→ Natural-language object grounding data:
★ ★ ★ ★ ★
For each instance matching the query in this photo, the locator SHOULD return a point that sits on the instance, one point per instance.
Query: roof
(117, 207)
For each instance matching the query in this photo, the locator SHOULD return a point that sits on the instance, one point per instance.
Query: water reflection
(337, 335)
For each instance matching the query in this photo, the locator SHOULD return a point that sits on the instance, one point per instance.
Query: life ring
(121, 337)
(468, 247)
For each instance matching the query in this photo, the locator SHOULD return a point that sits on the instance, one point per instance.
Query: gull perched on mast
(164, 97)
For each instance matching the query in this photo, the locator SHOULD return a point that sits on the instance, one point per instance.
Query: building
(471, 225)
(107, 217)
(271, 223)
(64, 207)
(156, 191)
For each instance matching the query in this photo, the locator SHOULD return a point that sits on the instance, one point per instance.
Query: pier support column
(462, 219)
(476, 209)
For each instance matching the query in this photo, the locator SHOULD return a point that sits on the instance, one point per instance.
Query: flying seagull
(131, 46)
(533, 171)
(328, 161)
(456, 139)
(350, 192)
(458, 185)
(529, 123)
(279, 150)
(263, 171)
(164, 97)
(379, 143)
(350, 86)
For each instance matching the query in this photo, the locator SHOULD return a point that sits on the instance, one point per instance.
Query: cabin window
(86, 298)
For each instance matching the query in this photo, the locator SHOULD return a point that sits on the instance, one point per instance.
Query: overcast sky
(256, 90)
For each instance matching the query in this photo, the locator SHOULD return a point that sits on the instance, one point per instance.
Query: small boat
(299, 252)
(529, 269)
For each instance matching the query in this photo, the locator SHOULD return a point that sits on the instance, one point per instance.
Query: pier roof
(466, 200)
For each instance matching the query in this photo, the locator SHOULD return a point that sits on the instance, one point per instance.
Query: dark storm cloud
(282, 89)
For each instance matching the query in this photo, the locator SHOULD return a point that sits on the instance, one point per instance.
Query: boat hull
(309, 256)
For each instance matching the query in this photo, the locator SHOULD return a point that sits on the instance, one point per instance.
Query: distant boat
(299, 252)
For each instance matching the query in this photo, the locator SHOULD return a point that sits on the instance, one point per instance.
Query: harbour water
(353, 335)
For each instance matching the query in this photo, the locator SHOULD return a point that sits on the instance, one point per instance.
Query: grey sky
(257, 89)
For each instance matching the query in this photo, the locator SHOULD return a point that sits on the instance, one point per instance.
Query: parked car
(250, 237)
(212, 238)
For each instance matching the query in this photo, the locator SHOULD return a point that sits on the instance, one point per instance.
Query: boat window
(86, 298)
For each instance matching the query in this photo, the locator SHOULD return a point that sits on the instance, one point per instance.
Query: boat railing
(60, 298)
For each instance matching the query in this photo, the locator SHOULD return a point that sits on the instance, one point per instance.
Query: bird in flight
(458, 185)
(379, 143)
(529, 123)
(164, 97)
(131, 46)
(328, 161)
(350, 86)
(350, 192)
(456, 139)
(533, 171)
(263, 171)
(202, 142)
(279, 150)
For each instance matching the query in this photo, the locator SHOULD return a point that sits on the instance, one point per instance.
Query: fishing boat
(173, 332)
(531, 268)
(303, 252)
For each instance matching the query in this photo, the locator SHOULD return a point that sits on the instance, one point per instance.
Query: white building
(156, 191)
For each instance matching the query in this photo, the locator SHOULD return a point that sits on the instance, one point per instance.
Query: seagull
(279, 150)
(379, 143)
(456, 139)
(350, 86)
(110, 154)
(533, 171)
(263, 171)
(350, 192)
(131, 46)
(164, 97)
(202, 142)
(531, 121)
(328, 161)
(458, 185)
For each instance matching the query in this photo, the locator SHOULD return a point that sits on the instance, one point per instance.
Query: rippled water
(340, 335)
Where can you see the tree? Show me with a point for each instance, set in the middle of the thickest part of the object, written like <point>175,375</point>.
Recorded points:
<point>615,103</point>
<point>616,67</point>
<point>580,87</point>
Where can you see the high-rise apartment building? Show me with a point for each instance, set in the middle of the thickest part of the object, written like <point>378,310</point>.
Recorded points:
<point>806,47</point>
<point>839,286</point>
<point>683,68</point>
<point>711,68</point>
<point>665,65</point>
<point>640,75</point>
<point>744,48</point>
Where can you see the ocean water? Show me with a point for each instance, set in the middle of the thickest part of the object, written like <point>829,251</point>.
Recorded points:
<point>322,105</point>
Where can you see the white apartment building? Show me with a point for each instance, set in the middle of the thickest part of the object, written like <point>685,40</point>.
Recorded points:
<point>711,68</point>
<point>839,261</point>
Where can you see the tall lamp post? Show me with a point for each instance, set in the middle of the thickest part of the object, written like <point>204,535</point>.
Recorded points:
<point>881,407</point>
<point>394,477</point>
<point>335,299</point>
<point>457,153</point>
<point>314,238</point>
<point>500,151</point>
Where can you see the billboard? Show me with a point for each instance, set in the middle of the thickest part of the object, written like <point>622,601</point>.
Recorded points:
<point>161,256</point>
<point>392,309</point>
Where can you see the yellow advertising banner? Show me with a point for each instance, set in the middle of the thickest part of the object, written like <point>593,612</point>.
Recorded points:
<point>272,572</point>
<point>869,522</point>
★ ★ ★ ★ ★
→ Assignment:
Copy all data exactly, start to finish.

→ Finished exercise:
For each instance matching the query in this photo, the locator SHOULD return a point that sits on the instance, one point per instance.
Query: roof
(117, 207)
For each instance matching the query in this photo, the locator SHOULD return a point that sits on the instance, one point per instance.
Query: water reflection
(337, 335)
For each instance matching the query in this photo, the locator SHOULD return a point that sits on the instance, one point per instance.
Query: life ring
(121, 337)
(468, 247)
For each instance matching the query in this photo, the locator SHOULD return a point that sits on the instance, one point per instance.
Query: gull perched on mast
(164, 97)
For each instance matching the query in this photo, the locator SHOULD return a point that sits on the instance, one point per instance.
Query: building
(471, 225)
(107, 217)
(271, 223)
(64, 207)
(156, 191)
For each instance matching the query in this photo, the locator SHOULD return a point that sits on the instance, one point per instance.
Query: pier support column
(462, 219)
(476, 209)
For each instance matching the query in this photo, the locator SHOULD return a point that sits on the instance, one point per instance.
Query: flying seagull
(131, 46)
(533, 171)
(328, 161)
(456, 139)
(350, 192)
(458, 185)
(529, 123)
(279, 150)
(263, 171)
(164, 97)
(379, 143)
(350, 86)
For each instance matching the query in this photo, the locator SHOULD return a point that sits on the instance, one point per instance.
Query: cabin window
(86, 298)
For each instance matching the query in this photo, the locator SHOULD return a point that sits on the instance, one point per instance.
Query: overcast sky
(256, 90)
For each instance matching the query in this photo, the locator SHOULD return a point that sits on the instance, one point per instance.
Query: small boat
(299, 252)
(529, 269)
For each instance matching the query in this photo, the locator SHOULD return a point that sits on the instance, one point per instance.
Query: pier roof
(466, 200)
For each instance matching the query in this photo, the locator SHOULD return a point that sits on the instance, one point per instance.
Query: dark storm cloud
(282, 89)
For each instance matching the query in this photo, the locator SHOULD return a point that sits on the instance, one point per instance.
Query: boat hull
(309, 256)
For each instance matching the query in this photo, the locator SHOULD return a point that sits on the instance, one point per instance.
Query: distant boat
(299, 252)
For each instance matching the query in this photo, the locator SHOULD return a point that sits on the instance, one point per instance.
Query: harbour water
(353, 335)
For each instance matching the query in this photo, the locator SHOULD return a point that sits on the instance, one point per instance.
Query: grey sky
(257, 89)
For each instance matching the query in this photo, the locator SHOULD return a point that sits on the instance, one point per instance.
Query: parked car
(250, 237)
(212, 238)
For each instance matching the query in this photo, the locator SHOULD return a point that sits on the instance, one point per instance.
Query: boat window
(86, 298)
For each instance matching the query in this photo, the locator SHOULD return a point that sits on the instance, one point per instance.
Query: boat railing
(60, 298)
For each instance matching the query in this photo, the locator SHOULD return a point that sits on the instance, one point per instance.
Query: bird in flight
(458, 185)
(379, 143)
(529, 123)
(164, 97)
(131, 46)
(328, 161)
(350, 86)
(350, 192)
(456, 139)
(533, 171)
(263, 171)
(202, 142)
(279, 150)
For each instance matching the query in this photo, the locator SHOULD return a point that sits on the instance, one point per instance.
Query: fishing boat
(173, 332)
(531, 268)
(303, 252)
For each instance matching the query in this photo, the locator SHOULD return a point that sits on the instance, one point per instance.
Query: white building
(156, 191)
For each instance matching the query in this photo, the locator SHOULD return a point that sits on the instance, one point per instance.
Query: seagull
(279, 150)
(379, 143)
(456, 139)
(350, 86)
(110, 154)
(533, 171)
(263, 171)
(350, 192)
(131, 46)
(164, 97)
(202, 142)
(531, 121)
(328, 161)
(458, 185)
For each instance matching the query in this photo, the locator SHOULD return a point that sits on the instance, one point per instance.
Query: rippled water
(340, 335)
Where can you see the tree? Show me with a point for each instance, set in the middle of the thickest part of the object, written like <point>175,375</point>.
Recorded points:
<point>615,103</point>
<point>616,67</point>
<point>580,87</point>
Where can you see the high-rise apartment building? Show me with a point for each instance, set in the middle of the thickest part of the object, written like <point>378,310</point>.
Recorded points:
<point>806,47</point>
<point>839,286</point>
<point>683,68</point>
<point>711,68</point>
<point>665,65</point>
<point>640,75</point>
<point>744,48</point>
Where can you see the ocean water? Show me with a point for each instance, set in the middle of the thickest part of the object, written like <point>829,251</point>.
Recorded points:
<point>322,105</point>
Where can you see the white apartment building? Show me with a point for each instance, set in the middle of the thickest part of the object, written like <point>685,40</point>.
Recorded points:
<point>711,68</point>
<point>839,261</point>
Where can you see the tall lamp post? Show me with a point for each instance, set in the middle of the thickest part of the object, written like <point>204,535</point>.
Recorded points:
<point>881,407</point>
<point>394,477</point>
<point>335,299</point>
<point>457,153</point>
<point>314,238</point>
<point>500,151</point>
Where can you see the billboard? Show me with a point for each instance, set in the middle of the thickest part of the object, written like <point>622,601</point>.
Recorded points:
<point>161,256</point>
<point>392,309</point>
Where can you see the yellow advertising banner? Show me with a point for each instance, set in the middle of the thickest part of the object, written like <point>593,612</point>.
Recorded points:
<point>272,572</point>
<point>869,522</point>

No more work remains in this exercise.